◆ Excerpt provided:
This is what I have always said: If you want to buy some Bitcoin for long-term investment, you can ignore the price fluctuations, as long as we don’t have leverage, we won’t get liquidated. However, as a role with a relatively heavy fixed investment, miners have cash flow expenses all the time, and electricity costs are denominated in legal currency, so it is necessary to manage the volatility risk of BTC against legal currency.

The reason why mining is profitable is that it is exchanged for the risk of fixed investment that is difficult to withdraw. Mining does not generate income out of thin air, it has a compensatory effect. Any enterprise with heavy assets as a business model has the need for liquidity risk management. Many miners do not have this awareness. They are simply optimistic about Bitcoin, and mining can bring income from Bitcoin, so they enter the market, but they do not manage liquidity risks. This is wrong.


04
Re-understanding the halving event

Question: 2020 may be a year that witnesses history. What does Mr. Xu Zhe think about the halving market?

Xu Zhe: Halving does not cancel the supply of Bitcoin. Halving only means that the number of mining rewards for each block is halved, but the supply of Bitcoin is still growing. It is not scientific to say that the price of Bitcoin will go up just because the supply growth rate of Bitcoin has slowed down due to halving. We need to look at supply and demand. If the demand has not increased, and the supply is still increasing, but the growth rate of supply has slowed down, then you say that this thing will definitely go up, which is definitely unreasonable.

You can’t assume that the price will definitely rise this time just because the price rose after the previous halvings. This is also unscientific. It is also not rational to put your financial future on such an inference.

◆ Requirement 1: In the Bitcoin excerpt, what does halving cut in half?
◆ Requirement 2: Please reproduce the Bitcoin excerpt between "Question: 2020 may" and "is definitely unreasonable.", inclusive.

◆ Material provided:
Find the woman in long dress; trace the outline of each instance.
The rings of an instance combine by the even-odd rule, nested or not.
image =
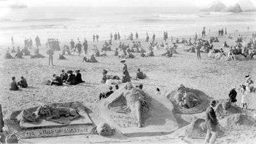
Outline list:
[[[126,82],[131,82],[131,76],[129,74],[128,70],[127,70],[127,66],[125,64],[125,60],[122,59],[120,61],[123,64],[123,75],[122,75],[122,83],[126,83]]]

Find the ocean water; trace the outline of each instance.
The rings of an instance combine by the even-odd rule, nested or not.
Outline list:
[[[256,31],[256,13],[218,13],[198,11],[199,8],[72,8],[49,7],[0,10],[1,43],[10,43],[11,36],[16,43],[25,38],[58,38],[70,41],[98,34],[100,40],[109,39],[109,33],[119,32],[121,39],[132,32],[145,38],[169,36],[193,35],[205,27],[207,34],[227,28],[228,33]]]

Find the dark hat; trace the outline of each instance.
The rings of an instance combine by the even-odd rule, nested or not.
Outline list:
[[[210,101],[210,104],[215,104],[216,103],[216,101],[215,100],[211,100],[211,101]]]

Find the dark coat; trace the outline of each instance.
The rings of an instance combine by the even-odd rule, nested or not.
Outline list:
[[[218,124],[214,110],[209,106],[205,112],[205,126],[208,131],[216,131],[216,126]]]

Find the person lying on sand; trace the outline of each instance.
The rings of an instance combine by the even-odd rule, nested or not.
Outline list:
[[[84,82],[84,81],[82,80],[82,75],[79,72],[80,72],[79,69],[77,69],[75,71],[75,73],[76,73],[76,80],[77,83]]]
[[[76,85],[77,82],[76,82],[76,75],[73,74],[73,71],[72,70],[68,70],[67,71],[68,74],[69,74],[68,79],[66,81],[66,84],[67,85]]]
[[[19,87],[18,87],[18,85],[17,84],[17,82],[15,81],[15,76],[12,76],[12,82],[9,85],[10,90],[18,90]]]
[[[114,91],[112,90],[113,87],[111,86],[109,86],[108,87],[109,89],[109,91],[106,92],[101,92],[99,96],[99,98],[100,100],[101,99],[106,99],[108,98],[111,94],[114,93]]]
[[[18,82],[18,85],[20,86],[22,88],[28,87],[27,80],[26,80],[23,76],[20,77],[21,80]]]
[[[5,59],[13,59],[13,57],[12,56],[12,55],[10,54],[8,50],[7,50],[7,52],[6,52],[6,54],[5,54],[4,58],[5,58]]]
[[[140,69],[138,69],[137,73],[136,73],[136,80],[138,79],[144,79],[145,77],[147,77],[146,74],[143,74],[142,71],[140,71]]]
[[[53,74],[52,77],[53,78],[50,83],[50,85],[63,85],[63,82],[60,76],[57,76],[55,74]]]

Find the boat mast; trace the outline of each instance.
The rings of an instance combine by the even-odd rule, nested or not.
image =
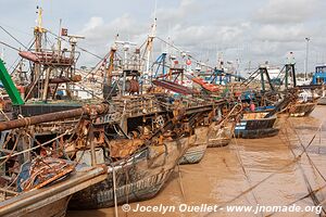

◆ Answer area 1: The number of mining rewards for each block.

◆ Answer area 2:
Question: 2020 may be a year that witnesses history. What does Mr. Xu Zhe think about the halving market?

Xu Zhe: Halving does not cancel the supply of Bitcoin. Halving only means that the number of mining rewards for each block is halved, but the supply of Bitcoin is still growing. It is not scientific to say that the price of Bitcoin will go up just because the supply growth rate of Bitcoin has slowed down due to halving. We need to look at supply and demand. If the demand has not increased, and the supply is still increasing, but the growth rate of supply has slowed down, then you say that this thing will definitely go up, which is definitely unreasonable.